## [Verilen Görev 1]
Maraton mesafesi ile GPS ölçümleri hakkındaki metinde "- Avrasya 2009" ifadesinden "öyle değil mi?" ifadesine kadar uzanan bölümü olduğu gibi kopyalayın.

- Avrasya 2009 – 42.59 km
- Runtalya 2010 – 42.48 km
- Avrasya 2010 – 42.43 km
- Runtalya 2011 – 42.41 km
- Runtalya 2012 – 42.45km
Koştuğum maratonlarda kullandığım GPS cihazlarının ölçtüğü mesafeler bunlar. Hani bize maraton mesafesinin 42,195 metre olduğu söylenmişti? Biz de buna göre hazırlanmıştık. Nereden çıktı bu fazladan 250-300 metre?
Bir kilometreyi ortalama 5 dakikada geçen bir koşucu için 300 metre fazladan koşmak 1 dakika 30 saniye demek. Bu da en iyi derecesini yapmak isteyen ya da belli zaman limitlerinin altına inmek isteyenler için küçümsenmeyecek bir süre. Kucak dolusu para verdiğimiz son teknoloji ürünü GPS saatimiz yanlış ölçecek olmadığına göre en iyisi organizatörleri suçlamak.
Yoksa öyle değil mi?
Bu yılki Runtalya maratonu için ben birçok eleştiri yaptım. Daha fazlası da yapılabilir ama parkur mesafesinin doğruluğu konusu bence bu eleştiriler arasında yel almamalı. Özellikle de elimizdeki tek kanıt GPS saatlerinin fazla ölçmesi ise. Nedenini aşağıda açıklamaya çalışacağım.

## [Sağlanan Girdiler]
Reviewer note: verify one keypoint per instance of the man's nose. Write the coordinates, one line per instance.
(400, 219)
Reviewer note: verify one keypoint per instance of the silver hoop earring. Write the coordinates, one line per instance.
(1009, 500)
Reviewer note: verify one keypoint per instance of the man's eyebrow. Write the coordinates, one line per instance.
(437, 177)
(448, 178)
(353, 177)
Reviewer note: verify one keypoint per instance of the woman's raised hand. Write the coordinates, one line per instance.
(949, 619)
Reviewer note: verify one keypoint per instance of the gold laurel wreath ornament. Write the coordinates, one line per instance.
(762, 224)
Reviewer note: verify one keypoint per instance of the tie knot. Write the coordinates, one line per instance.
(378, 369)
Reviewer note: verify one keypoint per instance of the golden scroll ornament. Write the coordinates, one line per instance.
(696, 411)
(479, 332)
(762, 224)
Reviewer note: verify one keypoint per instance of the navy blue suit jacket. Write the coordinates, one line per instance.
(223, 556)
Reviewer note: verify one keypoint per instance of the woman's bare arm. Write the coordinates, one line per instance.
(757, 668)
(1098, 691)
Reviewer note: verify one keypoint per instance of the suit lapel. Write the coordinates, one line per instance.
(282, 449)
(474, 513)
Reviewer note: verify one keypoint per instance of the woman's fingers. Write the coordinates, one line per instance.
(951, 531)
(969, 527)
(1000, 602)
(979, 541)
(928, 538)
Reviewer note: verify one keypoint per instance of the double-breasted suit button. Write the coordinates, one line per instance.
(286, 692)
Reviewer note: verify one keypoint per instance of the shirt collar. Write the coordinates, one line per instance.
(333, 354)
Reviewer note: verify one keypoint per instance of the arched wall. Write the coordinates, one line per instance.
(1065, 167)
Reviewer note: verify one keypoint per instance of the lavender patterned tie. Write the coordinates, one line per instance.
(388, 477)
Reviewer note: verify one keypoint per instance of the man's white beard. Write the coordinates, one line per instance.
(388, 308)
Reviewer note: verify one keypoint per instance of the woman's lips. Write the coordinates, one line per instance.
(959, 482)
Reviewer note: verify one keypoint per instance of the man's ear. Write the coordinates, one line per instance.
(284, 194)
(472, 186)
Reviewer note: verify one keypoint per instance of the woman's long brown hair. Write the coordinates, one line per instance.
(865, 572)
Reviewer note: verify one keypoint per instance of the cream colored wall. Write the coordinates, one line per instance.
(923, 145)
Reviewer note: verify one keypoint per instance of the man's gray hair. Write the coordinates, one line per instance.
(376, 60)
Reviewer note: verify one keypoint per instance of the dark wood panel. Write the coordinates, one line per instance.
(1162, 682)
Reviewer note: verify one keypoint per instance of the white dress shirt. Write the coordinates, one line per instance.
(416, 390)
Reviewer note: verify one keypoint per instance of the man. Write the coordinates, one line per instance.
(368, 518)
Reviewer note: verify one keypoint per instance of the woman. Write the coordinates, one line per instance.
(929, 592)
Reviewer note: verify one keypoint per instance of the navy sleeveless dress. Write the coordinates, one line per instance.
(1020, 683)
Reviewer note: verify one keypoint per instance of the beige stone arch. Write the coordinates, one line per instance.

## [Verilen Görev 2]
Girdilerden yalnızca "Reviewer note: verify one keypoint per instance of the arched" ifadesini içeren satırdan "(1162, 682)" ifadesini içeren satıra kadar uzananları, sütun adları girdi ve cevap olan iki sütunlu bir CSV olarak verin. Her satırda bir girdinin metni ile cevabı, her biri tırnak içinde ayrı bir alanda yer alsın ve satır sonları boşluğa dönüştürülsün.

## [Doğru Çıktı 1]
- Avrasya 2009 – 42.59 km
- Runtalya 2010 – 42.48 km
- Avrasya 2010 – 42.43 km
- Runtalya 2011 – 42.41 km
- Runtalya 2012 – 42.45km
Koştuğum maratonlarda kullandığım GPS cihazlarının ölçtüğü mesafeler bunlar. Hani bize maraton mesafesinin 42,195 metre olduğu söylenmişti? Biz de buna göre hazırlanmıştık. Nereden çıktı bu fazladan 250-300 metre?
Bir kilometreyi ortalama 5 dakikada geçen bir koşucu için 300 metre fazladan koşmak 1 dakika 30 saniye demek. Bu da en iyi derecesini yapmak isteyen ya da belli zaman limitlerinin altına inmek isteyenler için küçümsenmeyecek bir süre. Kucak dolusu para verdiğimiz son teknoloji ürünü GPS saatimiz yanlış ölçecek olmadığına göre en iyisi organizatörleri suçlamak.
Yoksa öyle değil mi?

## [Doğru Çıktı 2]
girdi,cevap
"Reviewer note: verify one keypoint per instance of the arched wall. Write the coordinates, one line per instance.","(1065, 167)"
"Reviewer note: verify one keypoint per instance of the lavender patterned tie. Write the coordinates, one line per instance.","(388, 477)"
"Reviewer note: verify one keypoint per instance of the man's white beard. Write the coordinates, one line per instance.","(388, 308)"
"Reviewer note: verify one keypoint per instance of the woman's lips. Write the coordinates, one line per instance.","(959, 482)"
"Reviewer note: verify one keypoint per instance of the man's ear. Write the coordinates, one line per instance.","(284, 194) (472, 186)"
"Reviewer note: verify one keypoint per instance of the woman's long brown hair. Write the coordinates, one line per instance.","(865, 572)"
"Reviewer note: verify one keypoint per instance of the cream colored wall. Write the coordinates, one line per instance.","(923, 145)"
"Reviewer note: verify one keypoint per instance of the man's gray hair. Write the coordinates, one line per instance.","(376, 60)"
"Reviewer note: verify one keypoint per instance of the dark wood panel. Write the coordinates, one line per instance.","(1162, 682)"